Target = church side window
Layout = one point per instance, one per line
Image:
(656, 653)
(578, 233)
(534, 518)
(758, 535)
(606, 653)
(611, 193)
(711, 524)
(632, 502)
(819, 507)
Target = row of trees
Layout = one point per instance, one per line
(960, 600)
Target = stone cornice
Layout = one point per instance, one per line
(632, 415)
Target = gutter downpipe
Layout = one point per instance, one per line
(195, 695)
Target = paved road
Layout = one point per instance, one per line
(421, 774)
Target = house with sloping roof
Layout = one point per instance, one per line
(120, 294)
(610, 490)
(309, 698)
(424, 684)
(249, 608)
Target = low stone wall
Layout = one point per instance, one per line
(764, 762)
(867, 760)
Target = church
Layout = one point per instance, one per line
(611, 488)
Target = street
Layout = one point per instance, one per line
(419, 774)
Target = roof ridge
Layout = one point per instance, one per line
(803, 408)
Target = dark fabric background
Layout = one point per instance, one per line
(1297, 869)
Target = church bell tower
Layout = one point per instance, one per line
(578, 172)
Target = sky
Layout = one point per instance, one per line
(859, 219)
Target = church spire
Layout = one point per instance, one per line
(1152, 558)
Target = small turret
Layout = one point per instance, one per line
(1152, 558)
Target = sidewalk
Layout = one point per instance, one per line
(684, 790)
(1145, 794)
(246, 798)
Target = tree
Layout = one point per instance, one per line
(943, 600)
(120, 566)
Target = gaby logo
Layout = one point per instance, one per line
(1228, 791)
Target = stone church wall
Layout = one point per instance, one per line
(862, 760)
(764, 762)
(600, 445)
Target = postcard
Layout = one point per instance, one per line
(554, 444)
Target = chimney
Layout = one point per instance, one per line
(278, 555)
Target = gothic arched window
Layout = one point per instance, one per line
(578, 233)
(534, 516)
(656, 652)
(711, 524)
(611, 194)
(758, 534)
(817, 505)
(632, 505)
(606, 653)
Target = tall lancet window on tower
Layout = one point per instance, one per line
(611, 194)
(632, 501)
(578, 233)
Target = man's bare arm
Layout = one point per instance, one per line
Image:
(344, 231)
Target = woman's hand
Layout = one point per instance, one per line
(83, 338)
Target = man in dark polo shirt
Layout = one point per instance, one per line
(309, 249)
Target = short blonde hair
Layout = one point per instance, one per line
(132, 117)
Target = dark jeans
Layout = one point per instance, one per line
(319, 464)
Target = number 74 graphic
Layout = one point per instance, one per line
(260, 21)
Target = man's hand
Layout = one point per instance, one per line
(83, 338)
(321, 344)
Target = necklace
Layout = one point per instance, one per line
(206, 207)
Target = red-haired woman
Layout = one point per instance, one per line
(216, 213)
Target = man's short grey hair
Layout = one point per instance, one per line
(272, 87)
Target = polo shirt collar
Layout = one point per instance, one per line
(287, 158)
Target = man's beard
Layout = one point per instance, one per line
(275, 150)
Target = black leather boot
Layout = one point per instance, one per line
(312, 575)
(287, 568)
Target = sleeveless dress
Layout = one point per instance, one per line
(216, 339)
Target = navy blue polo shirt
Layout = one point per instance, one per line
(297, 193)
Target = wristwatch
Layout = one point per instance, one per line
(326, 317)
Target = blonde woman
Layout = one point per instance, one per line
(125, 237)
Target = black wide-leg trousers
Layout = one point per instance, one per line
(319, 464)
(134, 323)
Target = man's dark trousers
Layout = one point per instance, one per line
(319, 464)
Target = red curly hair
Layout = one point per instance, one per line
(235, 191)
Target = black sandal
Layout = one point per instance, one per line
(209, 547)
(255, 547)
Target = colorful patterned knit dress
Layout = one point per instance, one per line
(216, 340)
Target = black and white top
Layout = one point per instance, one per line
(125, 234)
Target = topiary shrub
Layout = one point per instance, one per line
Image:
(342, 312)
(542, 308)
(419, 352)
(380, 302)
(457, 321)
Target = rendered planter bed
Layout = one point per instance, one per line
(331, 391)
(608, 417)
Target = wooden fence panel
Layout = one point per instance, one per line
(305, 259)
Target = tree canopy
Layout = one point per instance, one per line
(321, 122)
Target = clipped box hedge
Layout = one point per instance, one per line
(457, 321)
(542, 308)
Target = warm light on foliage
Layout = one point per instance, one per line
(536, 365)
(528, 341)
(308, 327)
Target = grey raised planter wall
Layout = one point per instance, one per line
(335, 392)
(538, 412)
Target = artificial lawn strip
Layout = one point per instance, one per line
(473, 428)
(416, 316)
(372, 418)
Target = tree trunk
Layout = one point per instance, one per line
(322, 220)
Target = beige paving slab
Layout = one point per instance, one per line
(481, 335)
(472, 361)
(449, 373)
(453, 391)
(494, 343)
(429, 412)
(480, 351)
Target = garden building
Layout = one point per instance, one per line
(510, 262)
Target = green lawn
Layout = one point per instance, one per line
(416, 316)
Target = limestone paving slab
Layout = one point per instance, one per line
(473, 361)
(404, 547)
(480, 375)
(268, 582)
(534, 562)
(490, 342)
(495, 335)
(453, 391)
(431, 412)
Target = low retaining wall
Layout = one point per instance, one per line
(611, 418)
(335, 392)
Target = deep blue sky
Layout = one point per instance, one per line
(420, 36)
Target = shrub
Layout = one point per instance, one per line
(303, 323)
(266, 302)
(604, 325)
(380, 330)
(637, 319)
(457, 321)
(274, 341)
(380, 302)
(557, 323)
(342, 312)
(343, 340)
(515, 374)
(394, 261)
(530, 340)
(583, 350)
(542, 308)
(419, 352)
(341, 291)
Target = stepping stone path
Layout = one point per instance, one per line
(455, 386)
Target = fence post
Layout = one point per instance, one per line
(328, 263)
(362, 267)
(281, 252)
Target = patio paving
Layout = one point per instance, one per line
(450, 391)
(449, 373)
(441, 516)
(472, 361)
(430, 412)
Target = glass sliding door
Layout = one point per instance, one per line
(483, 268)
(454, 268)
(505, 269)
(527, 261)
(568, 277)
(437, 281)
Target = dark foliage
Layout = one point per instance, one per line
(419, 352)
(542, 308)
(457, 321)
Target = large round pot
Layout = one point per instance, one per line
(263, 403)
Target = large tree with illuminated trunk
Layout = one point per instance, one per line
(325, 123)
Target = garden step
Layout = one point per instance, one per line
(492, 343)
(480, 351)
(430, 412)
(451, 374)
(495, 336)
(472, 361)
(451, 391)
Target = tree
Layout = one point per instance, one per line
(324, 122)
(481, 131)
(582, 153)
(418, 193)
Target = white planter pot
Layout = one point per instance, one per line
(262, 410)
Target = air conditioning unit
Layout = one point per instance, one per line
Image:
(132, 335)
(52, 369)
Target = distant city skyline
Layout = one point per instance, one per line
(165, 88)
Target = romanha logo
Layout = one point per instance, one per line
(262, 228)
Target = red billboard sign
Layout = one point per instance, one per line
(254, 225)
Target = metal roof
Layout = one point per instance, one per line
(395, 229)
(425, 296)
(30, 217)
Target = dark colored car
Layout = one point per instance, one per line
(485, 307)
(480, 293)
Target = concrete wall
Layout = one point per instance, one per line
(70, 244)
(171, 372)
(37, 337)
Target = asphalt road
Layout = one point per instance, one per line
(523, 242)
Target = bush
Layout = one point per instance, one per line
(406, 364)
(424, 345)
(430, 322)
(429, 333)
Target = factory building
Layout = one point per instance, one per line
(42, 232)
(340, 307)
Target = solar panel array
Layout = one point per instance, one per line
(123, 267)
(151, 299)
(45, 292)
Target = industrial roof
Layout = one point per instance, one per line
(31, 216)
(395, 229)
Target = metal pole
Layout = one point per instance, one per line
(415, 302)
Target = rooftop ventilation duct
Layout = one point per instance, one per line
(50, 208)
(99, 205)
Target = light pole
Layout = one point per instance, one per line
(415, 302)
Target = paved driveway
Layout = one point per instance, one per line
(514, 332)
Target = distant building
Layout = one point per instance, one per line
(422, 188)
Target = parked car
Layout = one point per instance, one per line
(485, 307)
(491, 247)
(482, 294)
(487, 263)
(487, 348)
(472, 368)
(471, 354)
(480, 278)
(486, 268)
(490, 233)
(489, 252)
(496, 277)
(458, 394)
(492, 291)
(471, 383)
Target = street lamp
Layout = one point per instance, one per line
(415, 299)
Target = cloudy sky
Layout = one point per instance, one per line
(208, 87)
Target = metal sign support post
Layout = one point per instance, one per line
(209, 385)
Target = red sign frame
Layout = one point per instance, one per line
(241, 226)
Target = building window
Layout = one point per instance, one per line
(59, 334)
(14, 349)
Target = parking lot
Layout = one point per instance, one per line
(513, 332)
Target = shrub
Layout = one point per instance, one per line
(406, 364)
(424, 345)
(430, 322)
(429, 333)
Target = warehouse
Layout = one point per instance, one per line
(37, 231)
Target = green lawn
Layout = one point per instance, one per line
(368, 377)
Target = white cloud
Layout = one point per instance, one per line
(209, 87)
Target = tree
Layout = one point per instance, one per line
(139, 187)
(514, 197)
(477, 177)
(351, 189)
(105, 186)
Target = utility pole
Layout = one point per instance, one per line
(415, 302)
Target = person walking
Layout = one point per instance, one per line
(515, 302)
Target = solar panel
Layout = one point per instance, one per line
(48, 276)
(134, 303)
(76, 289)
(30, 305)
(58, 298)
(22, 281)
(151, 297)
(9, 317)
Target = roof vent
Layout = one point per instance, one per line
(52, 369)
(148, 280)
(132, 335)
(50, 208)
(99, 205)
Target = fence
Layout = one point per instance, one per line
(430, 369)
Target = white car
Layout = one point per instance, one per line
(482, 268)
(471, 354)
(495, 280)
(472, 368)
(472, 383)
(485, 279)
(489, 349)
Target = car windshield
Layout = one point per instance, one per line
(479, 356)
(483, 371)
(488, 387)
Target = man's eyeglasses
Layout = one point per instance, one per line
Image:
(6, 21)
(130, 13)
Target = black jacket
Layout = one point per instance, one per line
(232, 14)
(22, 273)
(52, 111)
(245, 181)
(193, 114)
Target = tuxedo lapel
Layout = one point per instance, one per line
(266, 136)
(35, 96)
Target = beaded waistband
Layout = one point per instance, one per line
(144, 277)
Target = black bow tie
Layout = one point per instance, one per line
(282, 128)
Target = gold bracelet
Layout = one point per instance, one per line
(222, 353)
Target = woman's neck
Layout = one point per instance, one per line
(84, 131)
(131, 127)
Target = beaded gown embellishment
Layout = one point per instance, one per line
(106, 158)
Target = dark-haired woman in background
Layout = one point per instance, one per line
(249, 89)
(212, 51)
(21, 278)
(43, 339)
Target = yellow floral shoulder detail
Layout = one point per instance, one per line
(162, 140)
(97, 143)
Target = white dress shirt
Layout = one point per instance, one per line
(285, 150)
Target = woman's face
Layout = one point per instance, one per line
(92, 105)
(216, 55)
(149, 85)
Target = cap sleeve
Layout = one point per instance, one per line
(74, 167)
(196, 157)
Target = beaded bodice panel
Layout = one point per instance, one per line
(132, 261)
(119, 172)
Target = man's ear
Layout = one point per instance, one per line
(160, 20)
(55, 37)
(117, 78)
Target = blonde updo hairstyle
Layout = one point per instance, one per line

## [Stated problem]
Write out again, unchanged, every line from the line containing "Target = beaded waistband" to the final line of the material above.

## [Task result]
Target = beaded waistband
Layout = one point per instance, one per line
(144, 277)
Target = black bow tie
Layout = one point per instance, one per line
(282, 128)
Target = gold bracelet
Layout = one point per instance, one per line
(222, 353)
Target = woman's neck
Layout = one point per instance, one per line
(84, 131)
(131, 127)
Target = beaded gown embellishment
Layout = one point per instance, one per line
(106, 158)
Target = dark-haired woman in background
Layout = one point per instance, one per line
(249, 89)
(212, 51)
(21, 278)
(43, 339)
Target = yellow floral shoulder detail
Layout = one point per instance, one per line
(162, 140)
(97, 143)
Target = white dress shirt
Layout = one point per instance, one per line
(285, 150)
Target = woman's face
Layout = one point per instance, one per line
(92, 105)
(216, 55)
(149, 85)
Target = cap sleeve
Layout = one point per instance, one per line
(74, 167)
(196, 157)
Target = beaded bodice panel
Layout = one point per instance, one per line
(132, 261)
(119, 172)
Target = man's ear
Layout = one point per instance, one per line
(160, 20)
(55, 37)
(117, 78)
Target = blonde updo hairstyle
Layout = one point per instance, one per line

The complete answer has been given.